• WHAT TO WORK ON:
**A.** Echo word for word the part of the article on athletes changing nationality that opens with the words containing "His application for" and closes with "meet in April.".
**B.** Decide whether each statement agrees with the article on athletes changing nationality. Answer yes or no for each and quote the deciding words.
(i) The International Association of Athletics Federations is based in Monaco.
(ii) Marhum once competed for the Moroccan national team.
(iii) Getting citizenship in Switzerland takes 12 years.
**C.** Pick up the article on athletes changing nationality after its final sentence and keep writing it.

• TEXT SEGMENT:
►
While changing flags is as old as the Olympics itself, the global athlete trade is drawing more scrutiny today. Nobody is contesting that many cases represent legitimate immigration, but others amount to blatant "shopping" for talent, with governments granting nationality within days in exchange for cash and the promise of a better life, indeed an offer many can't refuse.

But globalization is making it harder to differentiate between an athlete who becomes an immigrant and an immigrant who becomes an athlete. And it's harder to tell if countries are acting on humanitarian grounds when granting visas to athletes or if they are getting an unfair competitive advantage to reach podiums and glory.

"Unfortunately it's not a good system, but it's difficult to improve," says Denis Oswald, a law professor and director of the International Centre for Sports Studies in Swit­zerland, and also a member of the International Olympic Committee. "I wouldn't say it's fair, but it's the way it is. You would need almost a court assessing each case individually because there are some very legitimate changes of nationality," Mr. Oswald says, "but even that would be almost impossible."

"It would be helpful to at least harmonize between sports, because we can't do anything as long as every country is sovereign to decide when to grant nationality," he says. "We considered the possibility of adding time of residence as a condition, but even that is also difficult to check because athletes travel so much and athletes have to train in different countries."

Every year since 1998, an average of 25 athletes have switched the country they run for, according to the Monaco-based International Association of Athletics Federations (IAAF). That doesn't take into account immigrants who have never competed for a previous national team. The overall number is not tracked globally.

Marhum is one of those unaccounted for, because he never actually ran for the Moroccan national team.

Soon after he fled the youth center, life for him became harder outside the "jailhouse," as he called it, than inside. So he intentionally got himself recaptured by immigration police and was put back into the Ceuta youth center. He wasn't sure what that would lead to, but like millions of young Moroccans, he thought it could be his path to Europe.

He kept running and eventually began winning races. He was noticed in 2009 by a Spanish sports recruiter, who arranged for Marhum to complete school in Spain. Last month he placed first in the 10,000 meter youth division cross-country race during a national meet and also took first in the 4,000 meter general race.

His application for Spanish nationality, which for a typical Moroccan immigrant requires at least a decade of residing legally in Spain, has been promoted by the Spanish Athletics Federation. His trainer, Luis Miguel Landa, who is also Spain's athletics national team coach, is pressing for him to get his passport in time to qualify for the national team during the next meet in April.

"It's tricky," says Yann Hafner, a lawyer based in Nottingham, England, and a PhD candidate writing his thesis on sports and nationality. "Each athlete has their own story. We try to differentiate [between] athletes naturalized because of their sporting ability and immigrants that make it as athletes."

"We don't have uniform rules," Mr. Hafner continues, "which is a problem because some countries are able to naturalize faster. In Switzerland, it takes 12 years to get citizenship, but in France there is a special provision to naturalize when it's in the interest of the state – which is applied to athletes."
◄
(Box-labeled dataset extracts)
►
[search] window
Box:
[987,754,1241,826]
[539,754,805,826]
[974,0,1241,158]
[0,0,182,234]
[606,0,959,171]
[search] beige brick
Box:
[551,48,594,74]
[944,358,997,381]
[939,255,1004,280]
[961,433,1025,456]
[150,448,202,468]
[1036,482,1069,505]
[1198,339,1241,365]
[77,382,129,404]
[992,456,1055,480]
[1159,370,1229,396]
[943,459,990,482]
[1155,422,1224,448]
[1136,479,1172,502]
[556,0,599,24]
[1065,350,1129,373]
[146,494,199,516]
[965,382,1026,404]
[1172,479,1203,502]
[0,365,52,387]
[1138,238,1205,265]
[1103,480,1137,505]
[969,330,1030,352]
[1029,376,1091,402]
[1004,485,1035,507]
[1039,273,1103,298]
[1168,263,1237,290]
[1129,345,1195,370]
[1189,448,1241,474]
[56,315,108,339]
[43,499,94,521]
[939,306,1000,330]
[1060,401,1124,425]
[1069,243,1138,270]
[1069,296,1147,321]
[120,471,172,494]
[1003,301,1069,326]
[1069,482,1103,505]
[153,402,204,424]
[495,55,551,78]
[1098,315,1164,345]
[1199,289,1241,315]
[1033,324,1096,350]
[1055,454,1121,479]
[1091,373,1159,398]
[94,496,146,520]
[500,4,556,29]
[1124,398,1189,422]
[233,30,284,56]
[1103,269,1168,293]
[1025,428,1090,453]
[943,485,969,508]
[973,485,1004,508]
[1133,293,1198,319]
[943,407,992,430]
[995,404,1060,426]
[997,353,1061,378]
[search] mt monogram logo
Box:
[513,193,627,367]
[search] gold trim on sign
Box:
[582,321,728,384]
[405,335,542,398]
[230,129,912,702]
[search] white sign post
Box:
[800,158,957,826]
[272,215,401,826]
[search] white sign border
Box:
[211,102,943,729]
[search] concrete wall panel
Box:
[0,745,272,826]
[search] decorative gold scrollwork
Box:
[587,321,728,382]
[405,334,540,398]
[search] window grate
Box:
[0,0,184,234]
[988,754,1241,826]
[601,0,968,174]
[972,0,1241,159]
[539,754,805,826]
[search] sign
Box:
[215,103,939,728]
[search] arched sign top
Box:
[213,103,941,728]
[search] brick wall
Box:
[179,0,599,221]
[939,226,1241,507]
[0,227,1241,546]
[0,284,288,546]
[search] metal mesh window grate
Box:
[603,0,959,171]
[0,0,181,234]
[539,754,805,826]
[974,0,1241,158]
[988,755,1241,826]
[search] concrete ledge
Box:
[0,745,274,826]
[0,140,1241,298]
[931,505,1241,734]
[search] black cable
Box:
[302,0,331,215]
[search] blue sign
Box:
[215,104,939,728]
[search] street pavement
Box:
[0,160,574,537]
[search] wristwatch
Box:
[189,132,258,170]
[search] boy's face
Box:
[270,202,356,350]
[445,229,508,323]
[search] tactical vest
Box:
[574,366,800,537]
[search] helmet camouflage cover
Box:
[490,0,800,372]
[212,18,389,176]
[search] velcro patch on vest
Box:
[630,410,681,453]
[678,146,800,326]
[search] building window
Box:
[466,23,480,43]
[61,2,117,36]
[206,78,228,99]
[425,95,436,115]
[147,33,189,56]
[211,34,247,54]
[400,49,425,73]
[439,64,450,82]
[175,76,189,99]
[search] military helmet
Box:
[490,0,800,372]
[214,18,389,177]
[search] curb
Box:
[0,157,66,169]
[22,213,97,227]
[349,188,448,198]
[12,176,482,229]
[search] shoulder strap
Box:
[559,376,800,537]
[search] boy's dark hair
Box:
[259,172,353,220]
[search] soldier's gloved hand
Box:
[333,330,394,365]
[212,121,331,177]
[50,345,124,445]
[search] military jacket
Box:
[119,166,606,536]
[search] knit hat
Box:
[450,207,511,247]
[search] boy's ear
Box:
◄
• RESPONSE LIST:
**A.**
His application for Spanish nationality, which for a typical Moroccan immigrant requires at least a decade of residing legally in Spain, has been promoted by the Spanish Athletics Federation. His trainer, Luis Miguel Landa, who is also Spain's athletics national team coach, is pressing for him to get his passport in time to qualify for the national team during the next meet in April.

**B.**
(i) Yes: "the Monaco-based International Association of Athletics Federations (IAAF)"
(ii) No: "he never actually ran for the Moroccan national team."
(iii) Yes: "In Switzerland, it takes 12 years to get citizenship"

**C.**
Middle Eastern countries are known for "buying" talent. Qatar and Bahrain have openly granted nationality to world-class athletes within days. France has naturalized 41 foreign athletes since 1998, all of whom had already competed for their native country; the US is next with 25, Spain with 21, and Canada with 11. Qatar comes in with 7 and Bahrain with 4, according to the IAAF.

But the difficulty of harmonizing rules is illustrated by the number of athletes "lost" by countries. The US has lost 22 athletes to other countries' national teams, while Russia lost 21, 18 left Kenya, 16 left Morocco, and 13 left Cuba. Spain hasn't lost any.

Moroccan-born athletes hold many of Spain's hopes for Olympic glory. Besides Marhum, there is also his friend Abdelaziz Merzougui. When he was 15 he paid a fixer 600 euros for a slot on a crowded raft that took 36 hours to cross the dangerous Atlantic waters separating Morocco from the Spanish archipelago of the Canary Islands. "I didn't know if I was going to make it," he says.

Merzougui won his first gold medal with Spain in the junior cross-country 2010 European championship race last December. He, too, is considered one of Spain's most promising athletes. As a minor, it took him less time to get his Spanish nationality – with the help of his trainer, who pulled some strings to get his file prioritized.

Merzougui left behind his family in the desert town of Guelmin in southern Morocco following the success story of his 29-year-old friend Ayad Lamdassem, who in December won the silver medal for Spain in the senior competition of the European Cross Country Championships in Portugal.

"When he arrived, he just called and said, 'Hi, I'm here,' " says Lamdassem in his humble apartment in Lleida, a small city south of Barcelona. "Abdelaziz once told me he would join me one day, but I had no idea he was getting on that raft. That's crazy. I wouldn't have allowed him to."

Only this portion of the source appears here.